Source document.
For every business success there are also those stories of failure and there are a few other places that this reality is as stark as in South Africa’s startup landscape where the failure rates is high as 80% within the first two years, with the rate increasing in the third and fourth year, leading to some businesses being forced to liquidate.

Many of these businesses that fail face financial crisises that few recover from and in most instances results in business owners having to shut their businesses down.

Last week, SME South Africa looked at deregistration as one option business owners have when they have to close down their business and this week we look at what you should know when liquidation is your option.

Unlike the more simpler process of deregistration, which takes place if it has no assets or liabilities, the liquidation route is followed if your business has assets, liabilities or both.

Admitted attorney and associate at legal firm M Prem IncLesya Pansegrouw, breaks down what it means for you when liquidating your business and why you shouldn’t take the tax implications lightly.

1. WHEN YOU HAVE TO LIQUIDATE

This is a process by which a company or close corporation effectively declares itself insolvent, says Pansegrouw.

Objective 1.
Answer these questions from the text on business liquidation:
(a) How high is the failure rate of South African startups within the first two years?
(b) When is the liquidation route followed instead of deregistration?
(c) What did SME South Africa look at last week?
Objective 2.
Please count the lines of the entries that contain the string "front", matching case exactly, and give only the number.

(Records from a data source)
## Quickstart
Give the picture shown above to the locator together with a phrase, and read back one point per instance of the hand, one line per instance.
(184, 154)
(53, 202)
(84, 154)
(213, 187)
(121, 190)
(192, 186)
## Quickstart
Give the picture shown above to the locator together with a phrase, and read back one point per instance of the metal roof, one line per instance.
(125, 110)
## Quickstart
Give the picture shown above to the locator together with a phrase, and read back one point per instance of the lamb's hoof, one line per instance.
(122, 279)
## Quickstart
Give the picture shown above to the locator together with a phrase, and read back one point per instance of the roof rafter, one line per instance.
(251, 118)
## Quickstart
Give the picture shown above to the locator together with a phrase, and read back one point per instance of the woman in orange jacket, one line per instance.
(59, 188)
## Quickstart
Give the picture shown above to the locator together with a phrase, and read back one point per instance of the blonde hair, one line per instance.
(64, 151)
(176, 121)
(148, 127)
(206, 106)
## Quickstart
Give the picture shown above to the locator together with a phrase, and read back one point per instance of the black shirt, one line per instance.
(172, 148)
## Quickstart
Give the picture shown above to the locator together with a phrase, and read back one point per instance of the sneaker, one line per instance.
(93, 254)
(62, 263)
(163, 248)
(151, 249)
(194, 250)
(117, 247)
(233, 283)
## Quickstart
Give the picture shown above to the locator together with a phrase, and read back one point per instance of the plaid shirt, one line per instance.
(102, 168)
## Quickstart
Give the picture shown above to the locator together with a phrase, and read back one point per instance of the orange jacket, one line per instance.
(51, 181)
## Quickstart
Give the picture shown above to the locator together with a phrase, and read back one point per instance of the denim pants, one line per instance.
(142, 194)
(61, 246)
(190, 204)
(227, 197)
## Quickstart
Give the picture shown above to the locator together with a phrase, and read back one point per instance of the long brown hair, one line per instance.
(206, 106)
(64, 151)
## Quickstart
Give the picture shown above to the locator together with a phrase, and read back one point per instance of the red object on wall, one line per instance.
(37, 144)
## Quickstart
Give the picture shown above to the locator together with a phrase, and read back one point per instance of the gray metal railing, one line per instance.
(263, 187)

---

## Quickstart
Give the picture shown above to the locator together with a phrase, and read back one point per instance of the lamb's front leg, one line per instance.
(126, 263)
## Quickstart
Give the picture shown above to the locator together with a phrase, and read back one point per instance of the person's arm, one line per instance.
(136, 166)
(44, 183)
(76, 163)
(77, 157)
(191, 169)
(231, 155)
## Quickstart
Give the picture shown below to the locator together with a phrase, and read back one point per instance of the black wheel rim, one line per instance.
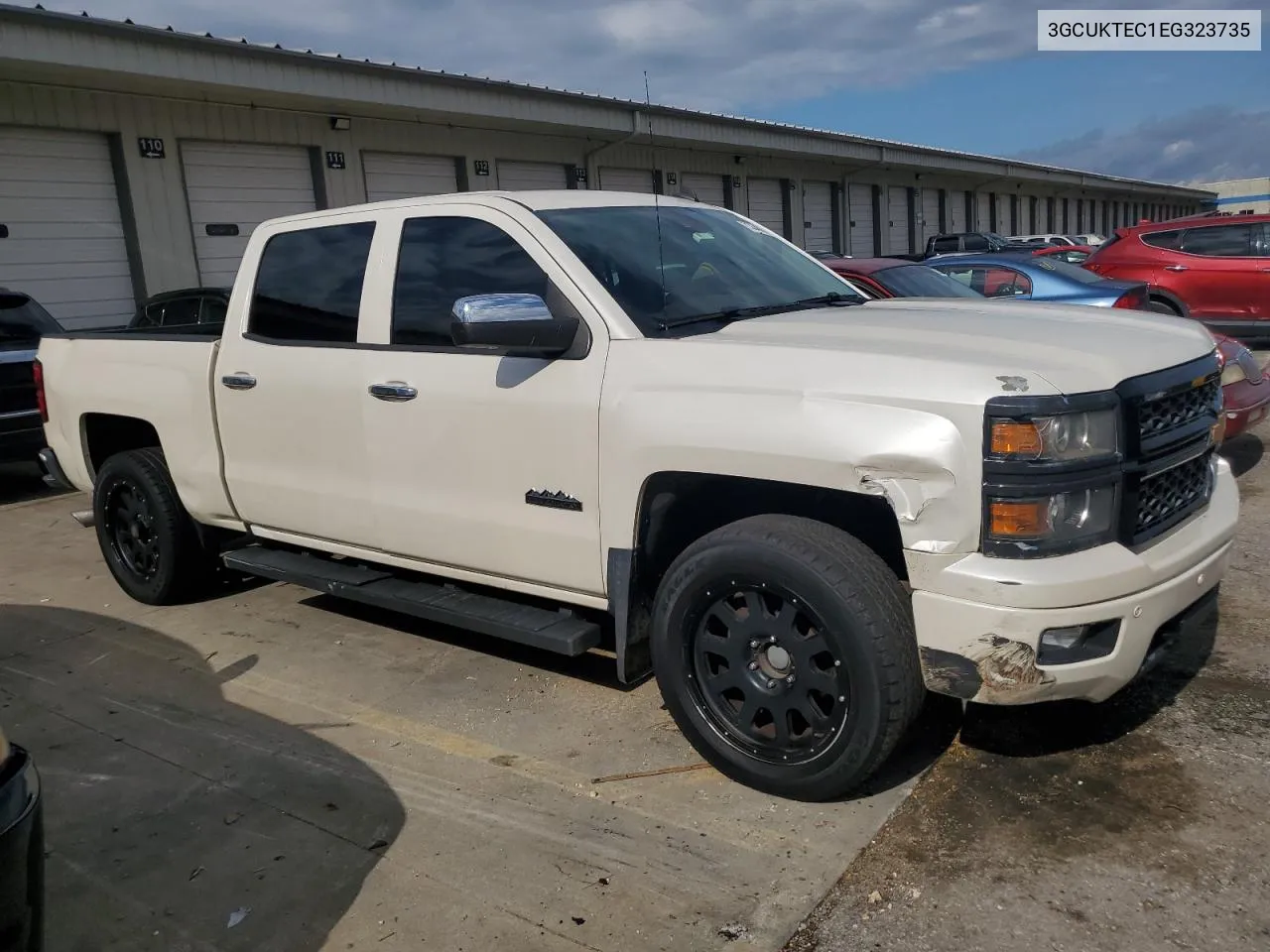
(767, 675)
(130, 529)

--

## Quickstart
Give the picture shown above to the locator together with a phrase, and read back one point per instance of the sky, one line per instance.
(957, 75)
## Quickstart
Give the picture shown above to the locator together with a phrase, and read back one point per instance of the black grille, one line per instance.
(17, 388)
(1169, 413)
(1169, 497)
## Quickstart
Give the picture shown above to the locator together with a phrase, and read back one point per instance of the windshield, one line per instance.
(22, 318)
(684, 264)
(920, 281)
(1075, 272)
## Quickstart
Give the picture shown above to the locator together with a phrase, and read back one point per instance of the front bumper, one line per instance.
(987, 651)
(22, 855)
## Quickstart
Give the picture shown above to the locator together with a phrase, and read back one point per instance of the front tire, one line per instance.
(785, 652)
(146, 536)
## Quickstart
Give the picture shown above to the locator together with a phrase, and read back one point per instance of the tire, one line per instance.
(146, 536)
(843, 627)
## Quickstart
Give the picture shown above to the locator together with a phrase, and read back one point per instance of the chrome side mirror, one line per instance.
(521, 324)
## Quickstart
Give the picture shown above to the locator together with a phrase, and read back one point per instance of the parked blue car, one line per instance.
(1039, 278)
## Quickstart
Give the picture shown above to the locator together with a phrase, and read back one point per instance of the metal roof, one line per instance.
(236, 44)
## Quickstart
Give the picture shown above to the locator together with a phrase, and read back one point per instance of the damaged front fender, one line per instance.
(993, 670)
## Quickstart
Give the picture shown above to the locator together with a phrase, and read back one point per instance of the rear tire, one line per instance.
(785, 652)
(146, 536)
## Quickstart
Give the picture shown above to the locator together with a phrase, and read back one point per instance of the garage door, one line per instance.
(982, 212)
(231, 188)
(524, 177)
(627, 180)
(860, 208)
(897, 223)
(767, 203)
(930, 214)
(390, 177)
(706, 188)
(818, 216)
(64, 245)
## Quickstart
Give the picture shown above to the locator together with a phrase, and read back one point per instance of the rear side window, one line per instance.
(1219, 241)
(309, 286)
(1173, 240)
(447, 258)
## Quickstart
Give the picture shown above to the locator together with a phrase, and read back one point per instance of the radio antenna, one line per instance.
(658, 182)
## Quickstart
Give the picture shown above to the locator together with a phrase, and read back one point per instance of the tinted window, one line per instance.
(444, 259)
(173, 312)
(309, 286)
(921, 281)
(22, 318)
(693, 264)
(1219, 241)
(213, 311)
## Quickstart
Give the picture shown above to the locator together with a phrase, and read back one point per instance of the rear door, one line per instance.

Final answer 1.
(a) As high as 80%.
(b) When the business has assets, liabilities or both.
(c) Deregistration as one option business owners have when they have to close down their business.

Final answer 2.
4